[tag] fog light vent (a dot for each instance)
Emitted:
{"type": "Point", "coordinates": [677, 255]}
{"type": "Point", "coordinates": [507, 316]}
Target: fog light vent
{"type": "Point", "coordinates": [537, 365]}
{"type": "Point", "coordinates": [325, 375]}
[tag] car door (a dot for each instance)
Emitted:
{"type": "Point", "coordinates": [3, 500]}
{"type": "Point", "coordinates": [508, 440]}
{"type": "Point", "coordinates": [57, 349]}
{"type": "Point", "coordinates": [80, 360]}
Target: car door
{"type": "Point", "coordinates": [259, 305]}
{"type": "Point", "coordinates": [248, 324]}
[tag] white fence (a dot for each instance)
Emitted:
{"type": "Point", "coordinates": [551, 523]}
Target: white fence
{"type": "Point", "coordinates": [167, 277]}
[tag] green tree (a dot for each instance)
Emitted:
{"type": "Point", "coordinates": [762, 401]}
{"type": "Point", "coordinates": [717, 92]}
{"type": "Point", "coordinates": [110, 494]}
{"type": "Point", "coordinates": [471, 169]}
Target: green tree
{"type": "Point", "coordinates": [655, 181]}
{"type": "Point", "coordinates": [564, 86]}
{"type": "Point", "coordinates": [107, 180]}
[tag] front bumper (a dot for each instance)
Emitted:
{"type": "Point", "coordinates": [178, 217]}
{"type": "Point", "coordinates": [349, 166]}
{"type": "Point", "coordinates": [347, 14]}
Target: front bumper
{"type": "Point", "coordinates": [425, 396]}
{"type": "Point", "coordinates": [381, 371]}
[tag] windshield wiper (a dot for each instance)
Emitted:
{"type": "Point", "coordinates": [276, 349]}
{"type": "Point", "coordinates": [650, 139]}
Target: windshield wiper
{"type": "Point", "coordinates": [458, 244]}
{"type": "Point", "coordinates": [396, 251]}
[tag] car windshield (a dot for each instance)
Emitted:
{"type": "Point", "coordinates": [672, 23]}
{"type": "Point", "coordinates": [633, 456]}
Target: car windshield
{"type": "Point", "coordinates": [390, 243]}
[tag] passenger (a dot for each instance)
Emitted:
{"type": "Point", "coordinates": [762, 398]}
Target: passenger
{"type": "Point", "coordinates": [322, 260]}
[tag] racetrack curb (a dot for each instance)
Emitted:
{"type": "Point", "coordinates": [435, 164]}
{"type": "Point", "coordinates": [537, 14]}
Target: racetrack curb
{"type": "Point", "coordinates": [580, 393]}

----

▸ **TASK OBJECTIVE**
The answer must be every line from the records above that contains the word "each", copied out.

▸ **FINAL ANSWER**
[tag] fog light vent (a dot for each instance)
[tag] car door (a dot for each instance)
[tag] white fence (a dot for each instance)
[tag] green tree (a dot for each instance)
[tag] front bumper (a dot for each instance)
[tag] windshield wiper (a dot for each instance)
[tag] car windshield (a dot for each instance)
[tag] passenger (a dot for each instance)
[tag] racetrack curb (a dot for each instance)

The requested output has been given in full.